--empyre- soft-skinned space--
Hi, everyone, thanks for great week. Hope you'll continue to chime in through
the rest of the month, as well.
Regarding, Salome's question, I'm wondering whether she would exclude
participatory vibrancy as a critical condition of the auditory. This, for
instance, is what I experienced a few weeks ago during the June 4
demonstrations in Hong Kong where the generation of disruptive noise
constituted a critical act of Hong Kong resistance to mainland centralization.
Or last night, as Renate and I enjoyed the Fete de la Musique in Paris, we
reveled in the non-directional vibrancy of the multifarious sounds of the
public sphere.
Cheers,
Tim
Sent from my iPad
On Jun 19, 2014, at 6:39 PM, Salomé Voegelin m...@salomevoegelin.net wrote:
--empyre- soft-skinned space--
Sorry, just to add. I do not think that a post-idealist, post-humanist
materialism means to deny human agency, perception and reflection in a
passive vibration, but to understand the equivalent embededness, (being
centered in the world while not being at its centre) as well as the ethical
responsibility that comes with being capable of human agency. Because while
the bird can listen to me as much as I can listen to it, in the end my
position is different and if I pretend it is not I think I am in danger or
naturophilia, if such a word exists, and that will not empower the bird.
On Jun 19, 2014, at 11:21 PM, Salomé Voegelin m...@salomevoegelin.net
wrote:
Chris: I am sorry if I was not as clear as I would like to be. I do not
think sound is necessarily political, and a vista is not per se political
either, but listening and looking are. Sound is sound and a chair is a
chair, but how I look at it or listen to it is political. There is a
difference and it is vital.The notion of sonic materialism is important as a
critical lever, but materialism is, for me at least, paradoxically a
philosophy of the material at the same time as it is a philosophy of
perception and reflection, and that paradox or coincidence, dissolves the
dichotomy that you rightly say should not be evoked: it is not a matter of
human/non-human, culture/ nature but the compounding of all of it and thus
gives us an insight into the make-up, bias, balance of that comound. So I
think, or hope at least, we are on the whole in agreement, if not in the
details or in how we get there.
++++++++++++++++++++
◆ Directives
1. Please output the stretch of the mailing-list thread from "Regarding, Salome's question, I'm" through "public sphere.".
2. In the mailing-list thread, what does Salomé call political, in contrast to sound or a vista?
These entries come from a separate source.

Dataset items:
++++++++++++++++++++
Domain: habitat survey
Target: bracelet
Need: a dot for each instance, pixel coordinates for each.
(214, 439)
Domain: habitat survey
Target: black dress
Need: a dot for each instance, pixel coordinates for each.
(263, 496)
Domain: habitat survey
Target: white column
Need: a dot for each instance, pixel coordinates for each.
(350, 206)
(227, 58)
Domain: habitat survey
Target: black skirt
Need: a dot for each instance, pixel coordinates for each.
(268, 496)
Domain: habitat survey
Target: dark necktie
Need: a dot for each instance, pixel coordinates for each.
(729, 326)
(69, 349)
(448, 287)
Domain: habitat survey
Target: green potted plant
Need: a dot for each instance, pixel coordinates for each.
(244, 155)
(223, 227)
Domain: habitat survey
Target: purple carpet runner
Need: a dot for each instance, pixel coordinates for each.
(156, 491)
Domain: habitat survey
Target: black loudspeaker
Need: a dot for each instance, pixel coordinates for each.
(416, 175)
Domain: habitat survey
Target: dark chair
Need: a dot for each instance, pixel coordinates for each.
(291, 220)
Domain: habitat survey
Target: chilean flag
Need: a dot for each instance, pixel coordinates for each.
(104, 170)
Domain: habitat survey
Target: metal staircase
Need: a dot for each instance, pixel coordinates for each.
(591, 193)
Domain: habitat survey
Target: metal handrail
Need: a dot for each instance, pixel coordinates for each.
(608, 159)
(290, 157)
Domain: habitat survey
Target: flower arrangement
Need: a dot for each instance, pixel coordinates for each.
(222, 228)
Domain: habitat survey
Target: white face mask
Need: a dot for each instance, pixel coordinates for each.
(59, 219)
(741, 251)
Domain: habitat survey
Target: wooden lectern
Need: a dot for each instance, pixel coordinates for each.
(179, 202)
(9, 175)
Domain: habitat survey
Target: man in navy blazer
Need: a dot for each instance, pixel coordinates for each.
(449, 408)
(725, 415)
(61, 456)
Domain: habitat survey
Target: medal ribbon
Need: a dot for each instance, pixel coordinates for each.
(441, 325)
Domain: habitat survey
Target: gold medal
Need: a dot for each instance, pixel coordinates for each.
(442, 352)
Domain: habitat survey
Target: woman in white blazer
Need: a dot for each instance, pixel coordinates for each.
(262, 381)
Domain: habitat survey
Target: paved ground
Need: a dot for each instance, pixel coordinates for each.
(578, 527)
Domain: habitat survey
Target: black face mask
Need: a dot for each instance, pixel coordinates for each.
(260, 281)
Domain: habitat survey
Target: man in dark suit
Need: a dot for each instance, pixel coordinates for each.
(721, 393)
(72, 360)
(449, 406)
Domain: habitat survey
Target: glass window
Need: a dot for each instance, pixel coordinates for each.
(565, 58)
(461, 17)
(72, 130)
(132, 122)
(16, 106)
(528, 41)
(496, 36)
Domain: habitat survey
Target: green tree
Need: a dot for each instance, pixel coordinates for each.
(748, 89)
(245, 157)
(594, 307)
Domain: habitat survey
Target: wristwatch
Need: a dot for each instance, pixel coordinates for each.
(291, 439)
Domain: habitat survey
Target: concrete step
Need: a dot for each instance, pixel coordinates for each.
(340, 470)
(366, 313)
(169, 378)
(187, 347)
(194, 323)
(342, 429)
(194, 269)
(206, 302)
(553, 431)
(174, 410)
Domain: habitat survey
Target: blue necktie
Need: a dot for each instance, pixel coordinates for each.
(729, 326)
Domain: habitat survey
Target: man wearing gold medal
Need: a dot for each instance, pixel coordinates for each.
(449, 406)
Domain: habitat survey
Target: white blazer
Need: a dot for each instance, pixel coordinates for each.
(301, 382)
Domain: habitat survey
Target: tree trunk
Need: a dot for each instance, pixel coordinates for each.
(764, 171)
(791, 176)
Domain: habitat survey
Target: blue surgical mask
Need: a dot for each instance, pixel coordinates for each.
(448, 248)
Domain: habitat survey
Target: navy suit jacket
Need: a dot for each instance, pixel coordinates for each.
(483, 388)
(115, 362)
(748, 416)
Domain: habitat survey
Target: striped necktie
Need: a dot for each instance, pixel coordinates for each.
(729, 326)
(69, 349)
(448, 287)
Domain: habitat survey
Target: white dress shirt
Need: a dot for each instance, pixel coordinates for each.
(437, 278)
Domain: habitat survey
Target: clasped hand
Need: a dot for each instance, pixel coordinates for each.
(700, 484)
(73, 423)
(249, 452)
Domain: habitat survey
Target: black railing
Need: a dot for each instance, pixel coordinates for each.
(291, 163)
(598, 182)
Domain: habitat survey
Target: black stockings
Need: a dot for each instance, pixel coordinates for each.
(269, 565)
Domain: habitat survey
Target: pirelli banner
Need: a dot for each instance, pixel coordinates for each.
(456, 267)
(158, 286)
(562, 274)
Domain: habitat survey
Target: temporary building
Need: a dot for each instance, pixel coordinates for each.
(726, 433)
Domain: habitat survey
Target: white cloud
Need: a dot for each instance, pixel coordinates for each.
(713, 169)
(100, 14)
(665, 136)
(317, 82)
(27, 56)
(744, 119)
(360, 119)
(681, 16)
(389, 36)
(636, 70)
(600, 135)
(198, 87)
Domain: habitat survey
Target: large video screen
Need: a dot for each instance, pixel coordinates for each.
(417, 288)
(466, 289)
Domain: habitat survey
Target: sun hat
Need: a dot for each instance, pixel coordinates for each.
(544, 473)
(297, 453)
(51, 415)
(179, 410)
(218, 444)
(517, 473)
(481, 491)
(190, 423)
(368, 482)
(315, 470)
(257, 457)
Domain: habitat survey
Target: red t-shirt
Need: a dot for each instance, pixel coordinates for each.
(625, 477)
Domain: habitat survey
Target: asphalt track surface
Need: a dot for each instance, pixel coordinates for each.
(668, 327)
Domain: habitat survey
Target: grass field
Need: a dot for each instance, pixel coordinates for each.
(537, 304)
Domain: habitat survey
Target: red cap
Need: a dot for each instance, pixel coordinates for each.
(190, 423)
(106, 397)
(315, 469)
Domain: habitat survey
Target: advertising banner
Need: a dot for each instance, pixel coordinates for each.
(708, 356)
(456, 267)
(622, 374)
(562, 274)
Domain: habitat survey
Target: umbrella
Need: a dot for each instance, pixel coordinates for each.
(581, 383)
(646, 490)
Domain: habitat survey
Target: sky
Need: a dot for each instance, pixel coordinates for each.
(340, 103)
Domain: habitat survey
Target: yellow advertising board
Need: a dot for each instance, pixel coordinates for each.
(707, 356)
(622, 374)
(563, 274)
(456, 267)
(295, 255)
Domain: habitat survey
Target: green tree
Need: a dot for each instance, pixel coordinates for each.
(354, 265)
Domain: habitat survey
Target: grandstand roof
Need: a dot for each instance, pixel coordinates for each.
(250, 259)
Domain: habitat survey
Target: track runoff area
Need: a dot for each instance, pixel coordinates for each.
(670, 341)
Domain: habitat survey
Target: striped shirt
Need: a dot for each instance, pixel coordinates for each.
++++++++++++++++++++
◆ Solutions to the tasks
1.
Regarding, Salome's question, I'm wondering whether she would exclude
participatory vibrancy as a critical condition of the auditory. This, for
instance, is what I experienced a few weeks ago during the June 4
demonstrations in Hong Kong where the generation of disruptive noise
constituted a critical act of Hong Kong resistance to mainland centralization.
Or last night, as Renate and I enjoyed the Fete de la Musique in Paris, we
reveled in the non-directional vibrancy of the multifarious sounds of the
public sphere.

2. Listening and looking.